--- PAGE EXCERPT Enclosed Below ---

Of all the things humans rely on plants for-sustenance, beauty, medicine, fragrance, flavor, fiber-surely the most curious is our use of them to change consciousness: to stimulate or calm, fiddle with or completely alter, the qualities of our mental experience. Take coffee and tea: People around the world rely on caffeine to sharpen their minds. But we do not usually think of caffeine as a drug, or our daily use as an addiction, because it is legal and socially acceptable. So, then, what is a "drug"? And why, for example, is making tea from the leaves of a tea plant acceptable, but making tea from a seed head of an opium poppy a federal crime?
In This Is Your Mind on Plants, Michael Pollan dives deep into three plant drugs-opium, caffeine, and mescaline-and throws the fundamental strangeness, and arbitrariness, of our thinking about them into sharp relief. Exploring and participating in the cultures that have grown up around these drugs while consuming (or, in the case of caffeine, trying not to consume) them, Pollan reckons with the powerful human attraction to psychoactive plants. Why do we go to such great lengths to seek these shifts in consciousness, and then why do we fence that universal desire with laws and customs and fraught feelings?
In this unique blend of history, science, and memoir, as well as participatory journalism, Pollan examines and experiences these plants from several very different angles and contexts, and shines a fresh light on a subject that is all too often treated reductively-as a drug, whether licit or illicit. But that is one of the least interesting things you can say about these plants, Pollan shows, for when we take them into our bodies and let them change our minds, we are engaging with nature in one of the most profound ways we can. Based in part on an essay published almost twenty-five years ago, this groundbreaking and singular consideration of psychoactive plants, and our attraction to them through time, holds up a mirror to our fundamental human needs and aspirations, the operations of our minds, and our entanglement with the natural world.

--- End of Enclosed PAGE EXCERPT ---

WORK TASK: Output the book description word for word, between "In This Is Your" and "and fraught feelings?", inclusive.

--- DATA FOR REVIEW Enclosed Below ---

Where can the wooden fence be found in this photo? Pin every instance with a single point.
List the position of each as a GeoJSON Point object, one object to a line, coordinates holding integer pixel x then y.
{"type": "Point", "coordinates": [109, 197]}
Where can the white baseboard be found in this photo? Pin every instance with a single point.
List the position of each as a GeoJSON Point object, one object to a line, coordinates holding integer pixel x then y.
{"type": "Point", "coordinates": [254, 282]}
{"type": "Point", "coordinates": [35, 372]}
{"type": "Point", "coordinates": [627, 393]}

--- End of Enclosed DATA FOR REVIEW ---
--- DATA FOR REVIEW Enclosed Below ---

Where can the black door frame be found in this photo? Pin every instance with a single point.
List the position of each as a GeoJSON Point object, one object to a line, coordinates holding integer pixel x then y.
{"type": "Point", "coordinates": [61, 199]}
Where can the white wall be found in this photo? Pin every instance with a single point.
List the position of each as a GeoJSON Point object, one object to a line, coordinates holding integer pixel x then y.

--- End of Enclosed DATA FOR REVIEW ---
--- DATA FOR REVIEW Enclosed Below ---

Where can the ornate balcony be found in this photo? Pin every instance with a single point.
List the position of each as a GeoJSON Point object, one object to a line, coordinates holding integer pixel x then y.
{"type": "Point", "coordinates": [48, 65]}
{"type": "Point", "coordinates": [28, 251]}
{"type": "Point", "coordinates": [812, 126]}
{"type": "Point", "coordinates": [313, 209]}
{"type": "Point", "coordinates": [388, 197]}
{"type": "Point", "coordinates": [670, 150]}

--- End of Enclosed DATA FOR REVIEW ---

SOLUTION FOR THIS TASK:
In This Is Your Mind on Plants, Michael Pollan dives deep into three plant drugs-opium, caffeine, and mescaline-and throws the fundamental strangeness, and arbitrariness, of our thinking about them into sharp relief. Exploring and participating in the cultures that have grown up around these drugs while consuming (or, in the case of caffeine, trying not to consume) them, Pollan reckons with the powerful human attraction to psychoactive plants. Why do we go to such great lengths to seek these shifts in consciousness, and then why do we fence that universal desire with laws and customs and fraught feelings?